_Gegeven fragment_
--- --- ---

3. Eiser stelt zich op het standpunt dat verweerder bij de indicatie onvoldoende rekening heeft gehouden met zijn beperkingen en de hulp die hij nodig heeft, waardoor verweerder eiser een te laag pgb heeft toegekend. Hij voert hiertoe het volgende aan. Bij de indicatie voor ondersteuning bij de financiën heeft verweerder ten onrechte niet betrokken dat eiser ook ondersteuning nodig heeft bij het aanvragen van tegemoetkomingen en bijzondere bijstand. Verder worden niet alle betalingen door middel van een automatische incasso verricht. Daarnaast moet eisers bestedingsgedrag in de gaten worden gehouden. Bij de indicatie voor ondersteuning bij zelfzorg en gezondheid had verweerder de ‘vrije trede’ moeten indiceren omdat eiser zelf geen zorgdraagt voor de algemene dagelijkse levensverrichtingen en de regie volledig bij zijn begeleider ligt. Omdat eiser niet in staat is om deel te nemen aan dagbesteding in de vorm van groepsactiviteiten kan zijn dag bijvoorbeeld worden ingevuld door met hem te wandelen. Volgens verweerder valt wandelen binnen het resultaatgebied zelfzorg en gezondheid. Hiermee neemt de omvang van de begeleiding toe en had verweerder de vrije trede moeten indiceren. Dit laatste geldt ook voor de ondersteuning bij sociaal en persoonlijk functioneren. Eiser stelt zich op het standpunt dat, nu niet langer een indicatie voor dagbesteding is gegeven, de indicatie voor ondersteuning bij sociaal en persoonlijk functioneren moet worden uitgebreid. Het is onredelijk om geen tegemoetkoming toe te kennen voor de dagbesteding die zijn begeleidster biedt, bijvoorbeeld door het begeleiden van eiser naar en tijdens dagactiviteiten. Daarnaast stelt eiser zich op het standpunt dat verweerders wijze van indiceren in resultaatgebieden in strijd is met het rechtszekerheidsbeginsel.
4. Voor het regelgevend kader wordt verwezen naar de bijlage die bij deze uitspraak hoort.
5. Volgens rechtspraak van de Centrale Raad van Beroep (de Raad, zie bijvoorbeeld de uitspraak van 18 mei 2016, ECLI:NL:CRVB:2016:1402), heeft als uitgangspunt te gelden dat het gemeentebestuur grote beleidsruimte heeft bij de uitvoering van de Wmo 2015. Dit betekent dat de beleidskeuzen van de gemeenteraad en – binnen de daarvoor gestelde grenzen – het college voor de bestuursrechter een gegeven zijn, die slechts met terughoudendheid kunnen worden getoetst. Daar waar het gaat om maatwerkvoorzieningen, vindt deze ruimte een grens in artikel 2.3.5, derde lid, van de Wmo 2015, dat bepaalt dat een maatwerkvoorziening een passende bijdrage moet leveren aan de zelfredzaamheid of participatie van de cliënt.

--- --- ---

_Gegeven materiaal_
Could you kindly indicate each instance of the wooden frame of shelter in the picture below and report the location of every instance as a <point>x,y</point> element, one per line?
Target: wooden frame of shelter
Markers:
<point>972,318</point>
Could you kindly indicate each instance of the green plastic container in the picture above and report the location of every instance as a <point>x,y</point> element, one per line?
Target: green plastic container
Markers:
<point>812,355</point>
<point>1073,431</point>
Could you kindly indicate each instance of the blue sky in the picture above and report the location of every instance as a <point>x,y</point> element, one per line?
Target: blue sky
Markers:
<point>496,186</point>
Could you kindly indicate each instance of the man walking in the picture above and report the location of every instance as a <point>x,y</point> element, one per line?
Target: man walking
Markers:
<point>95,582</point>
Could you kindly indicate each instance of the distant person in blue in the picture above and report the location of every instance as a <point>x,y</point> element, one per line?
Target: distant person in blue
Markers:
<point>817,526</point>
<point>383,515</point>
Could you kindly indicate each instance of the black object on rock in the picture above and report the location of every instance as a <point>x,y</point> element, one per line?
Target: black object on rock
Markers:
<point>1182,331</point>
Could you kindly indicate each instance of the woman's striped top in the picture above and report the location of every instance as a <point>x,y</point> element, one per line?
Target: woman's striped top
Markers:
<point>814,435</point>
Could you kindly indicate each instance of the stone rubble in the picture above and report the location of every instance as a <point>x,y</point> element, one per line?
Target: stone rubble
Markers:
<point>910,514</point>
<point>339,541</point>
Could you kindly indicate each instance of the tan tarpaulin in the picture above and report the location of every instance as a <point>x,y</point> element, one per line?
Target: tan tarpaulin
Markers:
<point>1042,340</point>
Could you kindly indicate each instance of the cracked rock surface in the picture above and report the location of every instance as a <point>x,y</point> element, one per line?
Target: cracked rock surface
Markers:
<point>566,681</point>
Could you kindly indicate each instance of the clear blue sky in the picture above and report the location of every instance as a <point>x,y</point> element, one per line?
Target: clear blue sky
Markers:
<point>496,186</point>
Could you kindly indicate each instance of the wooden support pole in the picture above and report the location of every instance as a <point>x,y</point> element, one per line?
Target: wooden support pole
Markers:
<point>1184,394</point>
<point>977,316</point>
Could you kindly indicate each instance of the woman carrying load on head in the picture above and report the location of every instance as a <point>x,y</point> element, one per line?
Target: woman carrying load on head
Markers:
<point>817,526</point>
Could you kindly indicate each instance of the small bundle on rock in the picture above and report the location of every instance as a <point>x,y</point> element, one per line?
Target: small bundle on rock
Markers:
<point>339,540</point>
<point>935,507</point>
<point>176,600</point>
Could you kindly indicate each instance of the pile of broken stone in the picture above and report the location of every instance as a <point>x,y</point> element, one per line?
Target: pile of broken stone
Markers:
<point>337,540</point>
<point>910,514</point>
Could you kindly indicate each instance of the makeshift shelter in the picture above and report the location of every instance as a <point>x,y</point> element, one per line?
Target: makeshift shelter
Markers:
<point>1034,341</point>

--- --- ---

_Opdracht A_
Beantwoord de volgende vragen aan de hand van het fragment over het pgb.
(i) Met welk beginsel is de wijze van indiceren in resultaatgebieden volgens eiser in strijd?
(ii) Binnen welk resultaatgebied valt wandelen volgens verweerder?
(iii) Welke bepaling stelt een grens aan de beleidsruimte bij maatwerkvoorzieningen?
_Opdracht B_
Geef uit het fragment over het pgb de passage woordelijk opnieuw weer, beginnend bij "5. Volgens rechtspraak" en eindigend bij "van de cliënt.".
_Opdracht C_
Ga verder met het fragment over het pgb, aansluitend op de laatste zin.

_Uitwerking A_
(i) Het rechtszekerheidsbeginsel.
(ii) Zelfzorg en gezondheid.
(iii) Artikel 2.3.5, derde lid, van de Wmo 2015.

_Uitwerking B_
5. Volgens rechtspraak van de Centrale Raad van Beroep (de Raad, zie bijvoorbeeld de uitspraak van 18 mei 2016, ECLI:NL:CRVB:2016:1402), heeft als uitgangspunt te gelden dat het gemeentebestuur grote beleidsruimte heeft bij de uitvoering van de Wmo 2015. Dit betekent dat de beleidskeuzen van de gemeenteraad en – binnen de daarvoor gestelde grenzen – het college voor de bestuursrechter een gegeven zijn, die slechts met terughoudendheid kunnen worden getoetst. Daar waar het gaat om maatwerkvoorzieningen, vindt deze ruimte een grens in artikel 2.3.5, derde lid, van de Wmo 2015, dat bepaalt dat een maatwerkvoorziening een passende bijdrage moet leveren aan de zelfredzaamheid of participatie van de cliënt.

_Uitwerking C_
6. Naar het oordeel van de rechtbank heeft verweerder eiser niet in aanmerking hoeven brengen voor een uitgebreider ondersteuningsarrangement dan is toegekend. Hiertoe wordt het volgende overwogen.
Het resultaatgebied sociaal en persoonlijk functioneren
7. Ter zitting heeft de gemachtigde van eiser toegelicht dat eiser bij wijze van dagbesteding met zijn zus gaat wandelen en door haar wordt begeleid tijdens bezoeken aan het theehuis. Anders dan eiser betoogt, is dit geen grond om de indicatie op het resultaatgebied sociaal en persoonlijk functioneren uit te breiden. Daarbij is van belang dat deze vorm van begeleiding ook reeds tijdens de voorgaande indicatie plaatsvond en er, zoals de gemachtigde van eiser ter zitting heeft verklaard, geen specifieke andere activiteiten worden ondernomen ter vervanging van de dagbesteding waarvoor eiser voorheen een indicatie had.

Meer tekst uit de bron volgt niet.